WHY LAZARUS LAUGHED : 78




Sense and Non-Sense


TOM: I must be very stupid.
DICK: Not unlikely, but what evidence have you?
TOM: I understand nothing!
DICK: That is a sign of intelligence, not of stupidity.
TOM: Glad to hear it.
DICK: Only the stupid can suppose that they understand.
TOM: Yet we all want to.
HARRY: Not at all: I haven't the slightest desire.
TOM: Why does he think like that?
DICK: People who accept without question that appearances are real or, as we should put it, who mistake phenomena for reality, see no problem.
HARRY: None of the kind you argue about anyhow.
TOM: Don't they ever suspect anything, ever smell a rat?
DICK: Of course they do. Why do you think they spend their lives running away from themselves as fast as their legs and their wheels and their bars-and-cafes can carry them?
HARRY: Tcheuh! We enjoy life: you don't!
DICK: Superficially that is true enough: we seek something beyond enjoyment, for we know that is only one part of a whole, and that the counterpart cannot be avoided.
TOM: When they do face up to the question they see that life is inexplicable and that nothing makes sense. But they get no further.

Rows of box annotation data

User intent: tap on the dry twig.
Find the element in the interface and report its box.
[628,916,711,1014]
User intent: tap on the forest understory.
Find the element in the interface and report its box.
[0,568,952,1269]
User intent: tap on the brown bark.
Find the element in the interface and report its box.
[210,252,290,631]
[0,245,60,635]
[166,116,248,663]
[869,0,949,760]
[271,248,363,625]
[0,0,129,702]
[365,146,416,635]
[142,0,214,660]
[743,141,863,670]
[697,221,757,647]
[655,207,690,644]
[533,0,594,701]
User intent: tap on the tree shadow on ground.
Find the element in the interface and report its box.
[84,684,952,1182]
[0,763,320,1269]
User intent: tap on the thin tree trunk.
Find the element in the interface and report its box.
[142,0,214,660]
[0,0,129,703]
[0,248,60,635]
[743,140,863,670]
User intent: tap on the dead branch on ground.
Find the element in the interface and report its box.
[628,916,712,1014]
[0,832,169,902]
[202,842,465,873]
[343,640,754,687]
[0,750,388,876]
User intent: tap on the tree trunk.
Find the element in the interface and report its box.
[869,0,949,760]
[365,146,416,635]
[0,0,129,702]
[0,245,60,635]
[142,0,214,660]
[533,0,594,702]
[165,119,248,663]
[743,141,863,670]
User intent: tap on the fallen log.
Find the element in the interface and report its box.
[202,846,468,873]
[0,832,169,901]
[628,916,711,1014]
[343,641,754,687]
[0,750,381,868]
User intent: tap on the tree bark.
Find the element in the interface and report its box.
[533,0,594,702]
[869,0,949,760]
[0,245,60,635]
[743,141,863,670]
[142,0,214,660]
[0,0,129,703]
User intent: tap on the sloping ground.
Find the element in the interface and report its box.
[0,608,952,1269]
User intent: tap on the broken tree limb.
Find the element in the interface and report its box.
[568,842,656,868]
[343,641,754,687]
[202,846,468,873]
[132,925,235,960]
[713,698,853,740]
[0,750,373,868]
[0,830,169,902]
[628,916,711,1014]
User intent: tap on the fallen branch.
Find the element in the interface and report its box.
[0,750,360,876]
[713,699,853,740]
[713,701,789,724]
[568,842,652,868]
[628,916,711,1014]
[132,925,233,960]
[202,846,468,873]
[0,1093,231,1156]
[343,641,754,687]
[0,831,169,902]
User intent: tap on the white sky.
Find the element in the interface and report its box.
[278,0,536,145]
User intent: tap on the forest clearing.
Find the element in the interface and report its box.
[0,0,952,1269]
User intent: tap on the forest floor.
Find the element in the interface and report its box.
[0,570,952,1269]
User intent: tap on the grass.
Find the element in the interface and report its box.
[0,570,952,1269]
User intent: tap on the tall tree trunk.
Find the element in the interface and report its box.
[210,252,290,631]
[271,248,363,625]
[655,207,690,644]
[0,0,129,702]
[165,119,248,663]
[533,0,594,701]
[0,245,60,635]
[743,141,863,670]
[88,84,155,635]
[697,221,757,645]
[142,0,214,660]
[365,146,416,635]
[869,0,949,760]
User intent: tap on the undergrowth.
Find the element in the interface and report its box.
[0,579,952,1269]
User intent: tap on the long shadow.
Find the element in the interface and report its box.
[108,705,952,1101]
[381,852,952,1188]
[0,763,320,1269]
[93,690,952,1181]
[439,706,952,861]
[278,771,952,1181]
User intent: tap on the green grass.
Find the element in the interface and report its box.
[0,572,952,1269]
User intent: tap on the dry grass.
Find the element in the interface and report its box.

Given instruction 1
In the Sense and Non-Sense dialogue, what does Dick call a sign of intelligence rather than of stupidity?
Given instruction 2
Name every speaker in the Sense and Non-Sense dialogue.

Written solution 1
Understanding nothing.

Written solution 2
Tom, Dick, Harry